# SELECTED TEXT start

Amida, the personification of boundless light,
is one of the luxuriant growths of a sickly scholasticism-a
hollow abstraction without life or reality. Amidaism
is utterly repudiated by many Japanese Buddhists,
who give no place to his idol on their altars, and
reject utterly the teaching as to Paradise and salvation
through the merits of another.
Yet these two special developments
by natives, though embodying tendencies of the Japanese
mind, did not reach the limit to which Northern Buddhism
was to go in those almost incredible lengths, which
prompted Professor Whitney to call it “the
high-faluting school,” and which we have seen
in our own time under the cultivation of western admirers.
The Nichiren Sect.
The Japanese mind runs to pantheism
as naturally as an unpruned grape-vine runs to fibre
and leaves.
When Nichiren, the ultra-patriotic
and ultra-democratic bonze, saw the light in A.D.
1222, he was destined to bring religion not only down
to man, but even down to the beasts and to the mud.
He founded the Saddharma-Pundarika sect, now called
Nichiren Shu.
Born at Kominato, near the mouth of
Yedo Bay, he became a neophite in the Shin-gon sect
at the age of twelve, and was admitted into the priesthood
when but fifteen years old. Then he adopted his
name, which means Sun-lotus, because, according to
a typical dream very common in Korea and Japan, his
mother thought that she had conceived by the sun entering
her body. Through a miracle, he acquired a thorough
knowledge of the whole Buddhist canon, in the course
of which he met with words, which he converted into
that formula which is constantly in the mouth of the
members of the Nichiren sect, Namu-myo-ho-ren-ge-kyo-“O,
the Sutra of the Lotus of the Wonderful Law."
His history, full of amazing activity and of romantic
adventure, is surrounded by a perfect sunrise splendor,
or, shall we say, sunset gorgeousness, of mythology
and fable. The scenes of his life are mostly laid
in the region of the modern Tokio, and to the
cultivated traveller, its story lends fascinating
charms to the landscape in the region of Yedo Bay.
Nichiren was a fiery patriot, and ultra-democratic
in his sympathies. He was a radical believer
in “Japan for the Japanese.” He was
an ecclesiastical Soshi. He felt that
the developments of Buddhism already made, were not
sufficiently comprehensive, or fully suited to the
common people. So, in A.D. 1282, he founded a
new sect which gradually included within its pantheon
all possible Buddhas, and canonized pretty nearly all
the saints, righteous men and favorite heroes known
to Dai Nippon. Nichiren first made Japan the
centre of the universe, and then brought religion
down to the lowest. He considered that the period
in which he lived was the latter day of the law, and
that all creatures ought to share in the merit of
Buddha-hood. Only the original Buddha is the real
moon in the sky, but all Buddhas of the subordinate
states are like the images of the moon, reflected
upon the waters. All these different Buddhas,
be they gods or men, beasts, birds or snakes, are
to be honored. Indeed, they are both honored
and worshipped in the Nichiren pantheon. Besides
the historic Buddha, this sect, which is the most idolatrous
of all, admits as objects of its reverence such personages
as Nichiren, the founder; Kato Kiyomasa, the general
who led the army of invasion in Korea and was the
persecutor of the Christians; and Shichimen-a
word which means seven points of the compass or seven
faces. This Shichimen is the being that appeared
to Nichiren as a beautiful woman, but disappeared
from his sight in the form of a snake, twenty feet
long, covered with golden scales and armed with iron
teeth. It is now deified under the name meaning
the Great God of the Seven Faces, and is identified
with the Hindoo deity Siva.

# SELECTED TEXT end

→ **SET TASKS**:
1) Copy the passage on Japanese Buddhism from "Yet these two" to "The Nichiren Sect.", changing "special developments" to "particular developments".
2) According to the passage on Japanese Buddhism, what does the name Nichiren mean?
3) Proceed with the passage on Japanese Buddhism from the point where it stops.

# DATA RECORDS start

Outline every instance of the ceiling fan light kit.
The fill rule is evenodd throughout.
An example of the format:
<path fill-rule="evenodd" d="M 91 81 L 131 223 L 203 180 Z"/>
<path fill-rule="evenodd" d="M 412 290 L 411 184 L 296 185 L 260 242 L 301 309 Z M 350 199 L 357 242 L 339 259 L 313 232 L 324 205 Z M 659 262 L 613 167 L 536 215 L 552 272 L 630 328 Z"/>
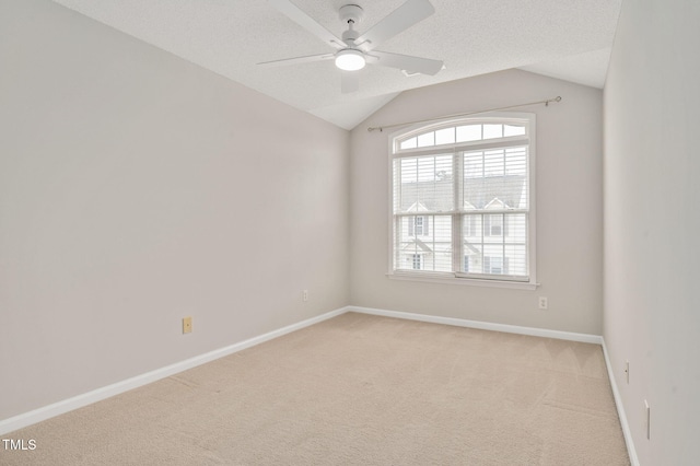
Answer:
<path fill-rule="evenodd" d="M 433 14 L 435 10 L 429 0 L 407 0 L 362 35 L 354 30 L 354 25 L 362 21 L 362 8 L 357 4 L 342 5 L 338 11 L 338 16 L 340 21 L 348 25 L 348 30 L 342 33 L 342 38 L 338 38 L 326 30 L 290 0 L 268 1 L 290 20 L 320 38 L 324 43 L 335 47 L 338 51 L 335 54 L 266 61 L 258 65 L 283 66 L 334 59 L 336 67 L 342 71 L 341 90 L 343 93 L 358 90 L 358 75 L 352 71 L 361 70 L 368 62 L 397 68 L 411 74 L 432 75 L 436 74 L 443 67 L 441 60 L 375 50 L 375 47 L 384 40 L 394 37 Z"/>
<path fill-rule="evenodd" d="M 364 68 L 366 60 L 358 50 L 346 48 L 336 54 L 336 67 L 343 71 L 358 71 Z"/>

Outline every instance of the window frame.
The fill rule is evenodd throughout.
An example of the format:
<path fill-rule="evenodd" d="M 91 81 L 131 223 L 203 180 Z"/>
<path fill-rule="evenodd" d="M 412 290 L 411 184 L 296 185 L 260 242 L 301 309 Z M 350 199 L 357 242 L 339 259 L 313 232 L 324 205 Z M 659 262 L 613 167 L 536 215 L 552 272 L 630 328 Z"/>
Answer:
<path fill-rule="evenodd" d="M 478 141 L 454 142 L 446 144 L 434 144 L 423 148 L 400 149 L 400 143 L 412 137 L 418 137 L 424 132 L 439 131 L 441 129 L 450 127 L 459 127 L 467 125 L 526 125 L 525 136 L 509 136 L 499 139 L 481 139 Z M 456 130 L 455 130 L 456 131 Z M 505 129 L 503 129 L 505 131 Z M 483 135 L 483 133 L 482 133 Z M 388 136 L 388 272 L 387 277 L 398 280 L 411 280 L 411 281 L 424 281 L 436 283 L 454 283 L 454 284 L 467 284 L 467 286 L 480 286 L 480 287 L 495 287 L 495 288 L 514 288 L 514 289 L 527 289 L 535 290 L 539 283 L 537 282 L 537 209 L 536 209 L 536 115 L 533 113 L 502 113 L 490 112 L 480 115 L 475 115 L 465 118 L 454 118 L 440 120 L 432 124 L 418 124 L 408 128 L 400 129 Z M 436 139 L 436 138 L 435 138 Z M 493 148 L 508 148 L 517 145 L 517 142 L 527 141 L 528 147 L 528 163 L 527 163 L 527 183 L 528 183 L 528 205 L 527 212 L 527 260 L 528 260 L 528 277 L 514 277 L 514 276 L 495 276 L 493 278 L 486 275 L 469 273 L 459 271 L 440 272 L 430 270 L 404 270 L 394 269 L 395 266 L 395 213 L 394 213 L 394 160 L 420 156 L 420 155 L 435 155 L 452 153 L 453 156 L 456 152 L 467 152 L 475 150 L 488 150 Z M 456 175 L 455 175 L 456 176 Z M 487 215 L 488 212 L 479 212 Z M 455 206 L 455 211 L 452 212 L 453 224 L 458 223 L 457 220 L 464 219 L 465 213 L 459 211 Z M 483 222 L 482 222 L 483 223 Z M 503 219 L 502 233 L 505 233 L 505 219 Z M 483 224 L 481 225 L 483 228 Z M 463 241 L 462 235 L 459 236 Z M 454 244 L 454 231 L 453 231 L 453 244 Z M 464 256 L 464 254 L 463 254 Z M 462 258 L 464 261 L 464 258 Z M 503 258 L 505 261 L 506 259 Z"/>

# DATA RECORDS end

→ **ANSWERS TO THE EXERCISES**:
1)
Yet these two particular developments
by natives, though embodying tendencies of the Japanese
mind, did not reach the limit to which Northern Buddhism
was to go in those almost incredible lengths, which
prompted Professor Whitney to call it “the
high-faluting school,” and which we have seen
in our own time under the cultivation of western admirers.
The Nichiren Sect.

2) Sun-lotus.

3)
Another idol usually seen in the Nichiren
temples is Mioken. Under this name the pole star
is worshipped, usually in the form of a Buddha with
a wheel of a Buddha elect. Standing on a tortoise,
with a sword in his right hand, and with the left
hand half open-a gesture which symbolizes
the male and female principles in the physical world,
and the intelligence and the law in the spiritual
world-Mioken is a striking figure.
Indeed, the list of glorified animals reminds us somewhat
of the ancient beast-worship of Egypt. In the
Nichiren hierology, it is as though the symbolical
figures in the Book of Revelation had been deified
and worshipped. It is evident that all the creatures
in that Buddhist chamber of imagery, the Hokke Kio,
that could possibly be made into gods have received
apotheosis. The very book itself is also worshipped,
for the Nichirenites are extreme believers in verbal
inspiration, and pay divine honors to each jot and
tittle of the sutra, which to them is a god.
They adore also the triad of the three precious ones,
the Buddha, the Rule or Discipline, and the Organization;
or, Being, Law, and Church. The hideous idol,
Fudo, “Eleven-faced,” “Horse-headed,”
“Thousand-handed,” or girt in a robe of
fiery flame, is believed by Buddhists to represent
Avalokitesvara; but, in recent times he has been recognized,
detected and recaptured by the Shintoists as Kotohira.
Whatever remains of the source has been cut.